Small Cajal body-specific RNA 17 (also known as U12-22 scaRNA) is a type of small nuclear RNA which localises to the cajal bodies and proposed to guide the modification of RNA polymerase II transcribed spliceosomal RNAs U1, U2, U4, U5 and U12.

The complete human U12-22/U4-8 scaRNA is composed of two tandem C/D box domains (termed U12-22 and U4-8). The 5' and 3' C/D domains are predicted to guide the 2'O-ribose methylation of residue U22 in U12 and residue C8 in U4 snRNAs respectively. This family includes only the 5' C/D box domain (U12-22) as the 3' C/D box is represented by Small Cajal body specific RNA 18. The 3' C/D domain (U4-8) was also cloned previously by Darzacq and called U91. Both the doublet (U12-22/U4-8) and singlet (U4-8) forms of this snRNA have been purified from HeLa cells. The doublet form U12-22/U4-8 has been shown to localise to the nucleoplasm and is proposed to reside in the Cajal bodies whereas the U4-8 single domain appears to accumulate in the nucleolus. In humans the genomic location of U12-88/U4-8 is intergenic and the purified transcript has been shown to possess a methylated guanosine cap suggesting it is independently transcribed by RNA polymerase II.

• **Exercise prompt**
In the scaRNA 17 text, where does the U4-8 single domain appear to accumulate? Please treat the records that come next as separate material, apart from the text.

(Source data)
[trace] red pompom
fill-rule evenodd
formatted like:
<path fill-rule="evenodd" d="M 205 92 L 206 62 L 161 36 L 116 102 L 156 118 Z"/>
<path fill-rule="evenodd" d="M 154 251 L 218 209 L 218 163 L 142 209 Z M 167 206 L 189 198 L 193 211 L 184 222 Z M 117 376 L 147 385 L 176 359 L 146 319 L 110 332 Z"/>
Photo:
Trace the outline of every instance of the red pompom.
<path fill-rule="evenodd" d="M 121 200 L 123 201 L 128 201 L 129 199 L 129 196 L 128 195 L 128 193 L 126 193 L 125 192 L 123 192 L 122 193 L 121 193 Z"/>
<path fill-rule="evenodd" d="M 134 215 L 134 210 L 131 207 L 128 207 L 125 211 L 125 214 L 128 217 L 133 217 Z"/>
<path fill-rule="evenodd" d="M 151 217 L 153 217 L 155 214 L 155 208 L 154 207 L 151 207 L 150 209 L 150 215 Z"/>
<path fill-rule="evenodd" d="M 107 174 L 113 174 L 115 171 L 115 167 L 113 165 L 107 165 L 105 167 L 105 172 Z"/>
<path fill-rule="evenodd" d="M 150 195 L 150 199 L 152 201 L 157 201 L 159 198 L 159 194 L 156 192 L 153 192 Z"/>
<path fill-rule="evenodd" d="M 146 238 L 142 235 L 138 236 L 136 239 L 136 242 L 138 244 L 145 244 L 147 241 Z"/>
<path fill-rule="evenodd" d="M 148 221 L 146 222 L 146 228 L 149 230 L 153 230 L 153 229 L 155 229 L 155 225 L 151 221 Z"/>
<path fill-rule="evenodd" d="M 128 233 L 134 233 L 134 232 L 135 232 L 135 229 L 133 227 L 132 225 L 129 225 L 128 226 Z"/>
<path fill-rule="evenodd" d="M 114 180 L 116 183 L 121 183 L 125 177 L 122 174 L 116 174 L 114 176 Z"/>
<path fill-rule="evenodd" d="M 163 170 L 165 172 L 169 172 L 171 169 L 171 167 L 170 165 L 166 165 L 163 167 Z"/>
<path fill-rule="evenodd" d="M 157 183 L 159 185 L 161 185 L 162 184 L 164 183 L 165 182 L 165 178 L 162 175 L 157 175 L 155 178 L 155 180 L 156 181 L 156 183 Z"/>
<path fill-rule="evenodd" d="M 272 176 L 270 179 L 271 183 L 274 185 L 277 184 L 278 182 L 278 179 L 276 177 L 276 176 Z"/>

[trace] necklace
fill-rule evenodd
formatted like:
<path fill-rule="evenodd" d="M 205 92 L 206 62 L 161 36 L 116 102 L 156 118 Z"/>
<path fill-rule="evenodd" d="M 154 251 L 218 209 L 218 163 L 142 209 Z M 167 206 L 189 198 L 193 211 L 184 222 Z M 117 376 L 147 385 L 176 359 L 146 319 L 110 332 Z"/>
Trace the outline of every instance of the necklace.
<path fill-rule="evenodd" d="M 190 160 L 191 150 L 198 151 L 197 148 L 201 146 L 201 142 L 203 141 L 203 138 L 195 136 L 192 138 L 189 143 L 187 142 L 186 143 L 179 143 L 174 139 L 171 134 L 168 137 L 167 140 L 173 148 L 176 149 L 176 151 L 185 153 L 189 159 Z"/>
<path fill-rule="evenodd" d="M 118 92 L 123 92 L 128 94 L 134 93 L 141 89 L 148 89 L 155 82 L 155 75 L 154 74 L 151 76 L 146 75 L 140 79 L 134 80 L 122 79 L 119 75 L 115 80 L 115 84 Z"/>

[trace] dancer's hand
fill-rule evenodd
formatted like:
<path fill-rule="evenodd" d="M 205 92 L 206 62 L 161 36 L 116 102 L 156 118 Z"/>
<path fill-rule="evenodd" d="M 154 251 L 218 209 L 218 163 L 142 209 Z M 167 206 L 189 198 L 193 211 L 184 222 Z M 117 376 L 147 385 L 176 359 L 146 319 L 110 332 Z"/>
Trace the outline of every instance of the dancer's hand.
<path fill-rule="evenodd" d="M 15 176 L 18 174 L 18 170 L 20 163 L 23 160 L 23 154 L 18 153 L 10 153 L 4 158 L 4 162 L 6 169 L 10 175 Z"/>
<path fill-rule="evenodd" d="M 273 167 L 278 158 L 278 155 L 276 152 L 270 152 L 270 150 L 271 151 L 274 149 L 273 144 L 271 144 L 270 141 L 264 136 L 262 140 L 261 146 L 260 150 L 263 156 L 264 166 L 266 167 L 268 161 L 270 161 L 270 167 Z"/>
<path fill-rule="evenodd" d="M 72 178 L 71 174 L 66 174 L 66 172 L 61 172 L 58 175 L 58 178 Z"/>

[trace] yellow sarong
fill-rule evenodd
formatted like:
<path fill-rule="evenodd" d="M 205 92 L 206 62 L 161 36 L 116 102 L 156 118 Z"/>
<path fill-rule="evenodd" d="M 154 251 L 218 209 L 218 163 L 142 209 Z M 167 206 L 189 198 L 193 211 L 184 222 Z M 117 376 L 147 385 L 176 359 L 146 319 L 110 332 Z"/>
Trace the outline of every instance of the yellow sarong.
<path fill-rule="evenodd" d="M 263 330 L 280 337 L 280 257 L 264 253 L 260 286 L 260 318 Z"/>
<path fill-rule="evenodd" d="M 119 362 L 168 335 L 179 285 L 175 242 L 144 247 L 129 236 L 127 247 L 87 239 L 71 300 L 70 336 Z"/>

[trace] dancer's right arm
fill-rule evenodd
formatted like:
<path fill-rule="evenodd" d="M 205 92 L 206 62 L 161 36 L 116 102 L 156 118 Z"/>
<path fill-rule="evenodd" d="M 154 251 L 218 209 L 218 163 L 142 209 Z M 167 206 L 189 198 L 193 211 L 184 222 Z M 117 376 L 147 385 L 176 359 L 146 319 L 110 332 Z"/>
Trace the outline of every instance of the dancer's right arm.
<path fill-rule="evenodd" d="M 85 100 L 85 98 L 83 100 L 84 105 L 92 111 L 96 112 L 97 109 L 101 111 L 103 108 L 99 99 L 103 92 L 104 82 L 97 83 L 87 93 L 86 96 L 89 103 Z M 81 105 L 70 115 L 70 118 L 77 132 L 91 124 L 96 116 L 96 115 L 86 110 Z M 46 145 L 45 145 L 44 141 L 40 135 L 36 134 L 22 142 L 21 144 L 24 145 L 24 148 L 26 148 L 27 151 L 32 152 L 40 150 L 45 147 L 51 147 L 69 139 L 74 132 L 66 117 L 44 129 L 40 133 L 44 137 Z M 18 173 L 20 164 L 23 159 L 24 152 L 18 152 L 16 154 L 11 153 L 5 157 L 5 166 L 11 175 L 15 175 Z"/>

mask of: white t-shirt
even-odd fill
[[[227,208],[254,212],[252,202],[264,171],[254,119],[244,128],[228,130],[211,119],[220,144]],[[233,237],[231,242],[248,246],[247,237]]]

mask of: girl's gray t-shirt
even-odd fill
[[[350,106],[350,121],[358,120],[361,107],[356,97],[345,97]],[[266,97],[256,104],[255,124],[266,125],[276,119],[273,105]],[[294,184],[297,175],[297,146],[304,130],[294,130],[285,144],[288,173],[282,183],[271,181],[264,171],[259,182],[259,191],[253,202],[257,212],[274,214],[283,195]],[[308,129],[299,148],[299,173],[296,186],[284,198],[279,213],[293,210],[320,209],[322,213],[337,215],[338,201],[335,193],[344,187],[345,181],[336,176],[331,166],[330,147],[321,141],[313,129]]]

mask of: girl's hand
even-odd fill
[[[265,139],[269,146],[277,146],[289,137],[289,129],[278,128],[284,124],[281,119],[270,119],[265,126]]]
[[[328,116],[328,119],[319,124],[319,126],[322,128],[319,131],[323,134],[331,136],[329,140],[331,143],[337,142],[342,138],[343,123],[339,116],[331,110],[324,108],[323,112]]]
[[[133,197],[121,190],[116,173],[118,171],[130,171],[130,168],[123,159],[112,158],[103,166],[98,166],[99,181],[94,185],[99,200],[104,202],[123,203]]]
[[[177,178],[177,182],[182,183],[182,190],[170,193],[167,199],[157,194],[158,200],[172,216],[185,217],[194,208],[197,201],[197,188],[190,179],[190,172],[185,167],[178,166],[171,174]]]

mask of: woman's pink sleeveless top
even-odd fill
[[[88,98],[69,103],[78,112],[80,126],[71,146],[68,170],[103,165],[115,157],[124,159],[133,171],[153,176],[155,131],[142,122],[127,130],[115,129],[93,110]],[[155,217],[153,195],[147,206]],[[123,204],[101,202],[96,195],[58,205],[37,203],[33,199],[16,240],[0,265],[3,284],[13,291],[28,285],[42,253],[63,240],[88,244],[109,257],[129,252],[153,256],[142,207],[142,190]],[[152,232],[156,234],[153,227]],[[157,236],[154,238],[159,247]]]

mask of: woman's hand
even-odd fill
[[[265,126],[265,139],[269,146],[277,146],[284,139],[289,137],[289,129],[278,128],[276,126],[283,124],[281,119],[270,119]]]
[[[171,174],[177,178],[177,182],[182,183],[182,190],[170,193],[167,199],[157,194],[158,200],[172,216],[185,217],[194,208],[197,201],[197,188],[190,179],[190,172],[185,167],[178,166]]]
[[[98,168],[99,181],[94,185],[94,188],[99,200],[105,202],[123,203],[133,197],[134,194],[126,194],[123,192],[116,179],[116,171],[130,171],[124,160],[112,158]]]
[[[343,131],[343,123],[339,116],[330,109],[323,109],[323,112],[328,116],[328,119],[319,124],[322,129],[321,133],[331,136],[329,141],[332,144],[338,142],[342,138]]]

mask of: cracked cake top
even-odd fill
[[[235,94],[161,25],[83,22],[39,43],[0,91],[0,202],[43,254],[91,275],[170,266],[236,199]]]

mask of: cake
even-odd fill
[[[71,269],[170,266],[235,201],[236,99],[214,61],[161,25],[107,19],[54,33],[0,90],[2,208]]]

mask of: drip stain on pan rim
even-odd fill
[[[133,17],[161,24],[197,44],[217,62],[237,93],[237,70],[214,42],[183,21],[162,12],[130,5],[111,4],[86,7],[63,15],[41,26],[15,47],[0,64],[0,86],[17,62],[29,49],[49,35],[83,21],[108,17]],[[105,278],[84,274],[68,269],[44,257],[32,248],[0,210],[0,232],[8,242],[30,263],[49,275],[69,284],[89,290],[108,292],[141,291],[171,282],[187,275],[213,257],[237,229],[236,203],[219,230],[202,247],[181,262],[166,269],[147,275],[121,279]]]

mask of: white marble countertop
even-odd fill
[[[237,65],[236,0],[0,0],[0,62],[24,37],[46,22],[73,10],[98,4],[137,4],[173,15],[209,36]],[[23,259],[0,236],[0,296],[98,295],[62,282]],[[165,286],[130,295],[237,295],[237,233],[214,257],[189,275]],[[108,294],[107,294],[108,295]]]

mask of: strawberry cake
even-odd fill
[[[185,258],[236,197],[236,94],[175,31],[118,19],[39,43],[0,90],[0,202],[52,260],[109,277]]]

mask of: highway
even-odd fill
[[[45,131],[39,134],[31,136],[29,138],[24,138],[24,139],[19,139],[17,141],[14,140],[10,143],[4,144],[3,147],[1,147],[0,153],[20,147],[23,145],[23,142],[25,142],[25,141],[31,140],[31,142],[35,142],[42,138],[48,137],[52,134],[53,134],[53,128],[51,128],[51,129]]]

• **Solution to this task**
In the nucleolus.